(Data under study Opens)

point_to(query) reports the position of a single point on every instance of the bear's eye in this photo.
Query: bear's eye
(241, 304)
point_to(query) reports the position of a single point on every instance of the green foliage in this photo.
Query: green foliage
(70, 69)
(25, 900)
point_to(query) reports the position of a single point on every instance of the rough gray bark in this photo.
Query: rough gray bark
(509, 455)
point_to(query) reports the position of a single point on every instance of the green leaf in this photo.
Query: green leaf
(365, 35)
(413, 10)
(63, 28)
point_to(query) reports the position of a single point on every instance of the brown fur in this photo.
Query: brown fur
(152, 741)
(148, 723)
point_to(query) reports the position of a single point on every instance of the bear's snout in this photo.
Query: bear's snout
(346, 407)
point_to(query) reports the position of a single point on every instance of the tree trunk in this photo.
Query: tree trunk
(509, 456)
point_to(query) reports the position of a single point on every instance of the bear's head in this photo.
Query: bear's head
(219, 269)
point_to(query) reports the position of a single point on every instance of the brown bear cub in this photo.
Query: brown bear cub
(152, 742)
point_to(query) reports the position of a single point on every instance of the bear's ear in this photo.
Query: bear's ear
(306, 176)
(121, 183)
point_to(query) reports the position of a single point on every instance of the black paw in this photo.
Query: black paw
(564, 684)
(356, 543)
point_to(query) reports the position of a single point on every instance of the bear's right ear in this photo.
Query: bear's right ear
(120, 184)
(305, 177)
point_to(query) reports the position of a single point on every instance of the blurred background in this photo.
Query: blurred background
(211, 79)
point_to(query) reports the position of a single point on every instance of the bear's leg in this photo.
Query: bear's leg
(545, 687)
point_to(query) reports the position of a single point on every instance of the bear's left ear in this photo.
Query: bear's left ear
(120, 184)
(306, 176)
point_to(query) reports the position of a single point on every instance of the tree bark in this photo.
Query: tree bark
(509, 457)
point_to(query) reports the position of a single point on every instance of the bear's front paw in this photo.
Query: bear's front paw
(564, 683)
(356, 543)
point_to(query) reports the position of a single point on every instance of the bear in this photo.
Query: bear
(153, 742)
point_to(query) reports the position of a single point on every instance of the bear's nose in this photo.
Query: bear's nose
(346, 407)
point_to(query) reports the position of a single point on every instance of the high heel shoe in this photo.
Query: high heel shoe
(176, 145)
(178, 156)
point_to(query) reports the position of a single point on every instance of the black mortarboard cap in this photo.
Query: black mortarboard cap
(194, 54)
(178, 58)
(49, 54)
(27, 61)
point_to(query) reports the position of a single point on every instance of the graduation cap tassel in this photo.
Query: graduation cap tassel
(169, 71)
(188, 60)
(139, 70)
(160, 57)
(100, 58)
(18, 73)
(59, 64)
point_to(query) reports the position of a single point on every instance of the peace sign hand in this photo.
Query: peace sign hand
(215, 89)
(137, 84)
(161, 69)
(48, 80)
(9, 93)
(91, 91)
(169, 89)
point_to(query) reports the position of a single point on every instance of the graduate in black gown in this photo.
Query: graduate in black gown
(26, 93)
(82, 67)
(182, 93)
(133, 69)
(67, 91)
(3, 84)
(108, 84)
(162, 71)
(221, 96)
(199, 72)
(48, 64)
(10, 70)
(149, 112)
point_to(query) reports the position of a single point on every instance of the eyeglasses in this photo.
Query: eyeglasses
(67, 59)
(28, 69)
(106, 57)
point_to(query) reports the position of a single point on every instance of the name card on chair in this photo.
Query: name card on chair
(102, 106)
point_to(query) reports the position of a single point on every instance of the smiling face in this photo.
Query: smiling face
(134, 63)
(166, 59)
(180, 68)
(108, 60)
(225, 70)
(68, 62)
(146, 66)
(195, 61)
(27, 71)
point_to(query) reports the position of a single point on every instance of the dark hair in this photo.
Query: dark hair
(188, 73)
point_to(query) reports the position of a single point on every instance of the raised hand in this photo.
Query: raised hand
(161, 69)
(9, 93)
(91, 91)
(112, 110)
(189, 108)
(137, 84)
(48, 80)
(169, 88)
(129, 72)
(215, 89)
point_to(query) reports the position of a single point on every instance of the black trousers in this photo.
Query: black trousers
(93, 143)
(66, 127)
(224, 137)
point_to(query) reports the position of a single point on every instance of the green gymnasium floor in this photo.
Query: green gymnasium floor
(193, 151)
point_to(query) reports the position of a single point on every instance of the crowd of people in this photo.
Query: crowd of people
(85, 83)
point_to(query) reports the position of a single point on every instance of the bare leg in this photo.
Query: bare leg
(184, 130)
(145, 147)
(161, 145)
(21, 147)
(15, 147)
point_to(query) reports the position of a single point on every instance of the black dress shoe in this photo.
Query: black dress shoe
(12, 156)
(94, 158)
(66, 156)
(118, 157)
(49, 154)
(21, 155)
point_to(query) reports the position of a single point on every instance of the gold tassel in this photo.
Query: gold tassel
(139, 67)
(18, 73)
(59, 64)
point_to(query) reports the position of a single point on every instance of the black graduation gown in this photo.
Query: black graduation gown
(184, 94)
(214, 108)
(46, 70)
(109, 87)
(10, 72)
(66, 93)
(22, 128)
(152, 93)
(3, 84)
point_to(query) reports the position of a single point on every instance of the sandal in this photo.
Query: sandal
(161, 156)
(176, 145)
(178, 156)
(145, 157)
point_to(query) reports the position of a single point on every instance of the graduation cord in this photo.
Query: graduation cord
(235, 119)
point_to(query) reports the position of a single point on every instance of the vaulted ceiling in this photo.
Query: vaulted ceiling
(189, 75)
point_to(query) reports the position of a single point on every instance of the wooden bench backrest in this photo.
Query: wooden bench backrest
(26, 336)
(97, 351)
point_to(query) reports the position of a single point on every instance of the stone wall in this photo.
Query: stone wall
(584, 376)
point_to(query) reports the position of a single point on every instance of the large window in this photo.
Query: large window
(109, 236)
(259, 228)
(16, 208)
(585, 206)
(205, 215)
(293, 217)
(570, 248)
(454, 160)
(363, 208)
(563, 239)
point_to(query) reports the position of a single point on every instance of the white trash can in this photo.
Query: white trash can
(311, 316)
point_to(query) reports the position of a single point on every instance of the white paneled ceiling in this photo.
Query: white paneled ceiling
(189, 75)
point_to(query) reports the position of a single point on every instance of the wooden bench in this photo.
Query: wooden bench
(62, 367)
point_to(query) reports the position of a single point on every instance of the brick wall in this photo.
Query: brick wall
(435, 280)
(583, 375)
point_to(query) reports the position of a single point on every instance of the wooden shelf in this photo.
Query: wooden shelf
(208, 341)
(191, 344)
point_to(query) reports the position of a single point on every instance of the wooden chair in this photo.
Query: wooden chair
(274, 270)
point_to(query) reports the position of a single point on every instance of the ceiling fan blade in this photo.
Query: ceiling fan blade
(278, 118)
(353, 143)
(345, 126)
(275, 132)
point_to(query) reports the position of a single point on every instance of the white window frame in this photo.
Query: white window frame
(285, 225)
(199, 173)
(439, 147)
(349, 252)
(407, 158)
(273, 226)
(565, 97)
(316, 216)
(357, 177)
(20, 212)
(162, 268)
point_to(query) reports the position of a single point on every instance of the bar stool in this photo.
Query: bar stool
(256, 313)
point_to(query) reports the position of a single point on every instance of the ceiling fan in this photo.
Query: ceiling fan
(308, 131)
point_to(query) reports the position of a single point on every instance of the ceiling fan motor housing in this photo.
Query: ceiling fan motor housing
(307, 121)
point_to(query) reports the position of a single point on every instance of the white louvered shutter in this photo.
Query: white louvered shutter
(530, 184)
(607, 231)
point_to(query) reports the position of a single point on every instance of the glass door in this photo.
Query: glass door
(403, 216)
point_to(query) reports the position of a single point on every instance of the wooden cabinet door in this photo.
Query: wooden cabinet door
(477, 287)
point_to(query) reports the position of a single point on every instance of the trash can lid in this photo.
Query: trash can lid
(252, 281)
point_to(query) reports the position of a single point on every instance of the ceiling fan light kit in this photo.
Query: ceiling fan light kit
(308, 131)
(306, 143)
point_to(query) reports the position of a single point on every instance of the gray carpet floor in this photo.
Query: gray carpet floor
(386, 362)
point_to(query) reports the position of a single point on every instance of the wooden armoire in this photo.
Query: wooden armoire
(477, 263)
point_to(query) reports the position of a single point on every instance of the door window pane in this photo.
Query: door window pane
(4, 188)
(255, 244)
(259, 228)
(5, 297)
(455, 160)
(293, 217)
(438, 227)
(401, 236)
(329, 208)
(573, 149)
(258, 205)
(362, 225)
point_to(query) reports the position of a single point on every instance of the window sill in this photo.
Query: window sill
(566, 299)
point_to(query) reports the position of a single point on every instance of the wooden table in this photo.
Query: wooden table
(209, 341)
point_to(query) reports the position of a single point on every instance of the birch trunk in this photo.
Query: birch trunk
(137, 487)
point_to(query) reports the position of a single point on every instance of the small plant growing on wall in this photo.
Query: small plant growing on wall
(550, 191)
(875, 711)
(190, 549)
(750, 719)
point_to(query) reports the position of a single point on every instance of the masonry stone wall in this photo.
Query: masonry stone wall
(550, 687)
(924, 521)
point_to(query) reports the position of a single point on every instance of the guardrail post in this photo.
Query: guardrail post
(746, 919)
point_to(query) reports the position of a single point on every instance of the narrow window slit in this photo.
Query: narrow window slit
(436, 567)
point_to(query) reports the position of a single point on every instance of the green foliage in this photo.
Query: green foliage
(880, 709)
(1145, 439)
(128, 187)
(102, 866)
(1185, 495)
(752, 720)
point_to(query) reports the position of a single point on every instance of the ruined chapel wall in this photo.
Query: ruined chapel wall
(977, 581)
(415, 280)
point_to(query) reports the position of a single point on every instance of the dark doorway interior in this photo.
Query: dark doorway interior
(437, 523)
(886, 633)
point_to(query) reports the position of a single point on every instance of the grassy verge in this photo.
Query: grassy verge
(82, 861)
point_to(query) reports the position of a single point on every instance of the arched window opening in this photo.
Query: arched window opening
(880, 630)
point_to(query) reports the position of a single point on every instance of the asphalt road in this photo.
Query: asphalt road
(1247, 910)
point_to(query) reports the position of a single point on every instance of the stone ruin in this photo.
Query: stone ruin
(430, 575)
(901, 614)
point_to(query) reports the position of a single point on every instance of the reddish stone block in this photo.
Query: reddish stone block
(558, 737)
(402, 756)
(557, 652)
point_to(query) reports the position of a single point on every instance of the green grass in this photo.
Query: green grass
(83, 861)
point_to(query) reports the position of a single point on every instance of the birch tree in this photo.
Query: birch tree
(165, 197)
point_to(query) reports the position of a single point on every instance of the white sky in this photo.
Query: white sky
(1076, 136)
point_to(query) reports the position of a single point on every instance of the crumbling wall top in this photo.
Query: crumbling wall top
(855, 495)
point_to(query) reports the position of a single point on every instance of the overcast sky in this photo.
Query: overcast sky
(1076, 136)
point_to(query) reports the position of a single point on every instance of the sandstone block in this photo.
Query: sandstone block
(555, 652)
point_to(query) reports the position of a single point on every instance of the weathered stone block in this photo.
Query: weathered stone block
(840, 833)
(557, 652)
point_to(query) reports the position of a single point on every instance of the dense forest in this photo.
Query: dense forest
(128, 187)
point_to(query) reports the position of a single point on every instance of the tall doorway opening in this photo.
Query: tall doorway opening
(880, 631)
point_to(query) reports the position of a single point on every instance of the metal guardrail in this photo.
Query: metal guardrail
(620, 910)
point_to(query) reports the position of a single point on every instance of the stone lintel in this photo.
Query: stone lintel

(Data under study Closes)

## What you will do
In the entries above, take the line containing "Query: sandstone block" and each later line through the last, and repeat them exactly. Output nothing else.

## Solved problem
Query: sandstone block
(555, 652)
point_to(query) reports the position of a single point on every instance of the weathered stone block in this photo.
Query: weathered stone block
(840, 833)
(557, 652)
point_to(query) reports the position of a single point on every instance of the dense forest in this photo.
Query: dense forest
(128, 187)
point_to(query) reports the position of a single point on every instance of the tall doorway opening in this photo.
Query: tall doorway opening
(880, 631)
point_to(query) reports the position of a single point on every instance of the metal guardrail in this photo.
Query: metal guardrail
(620, 910)
point_to(query) reports the position of a single point on every instance of the stone lintel in this photo.
Query: stone lintel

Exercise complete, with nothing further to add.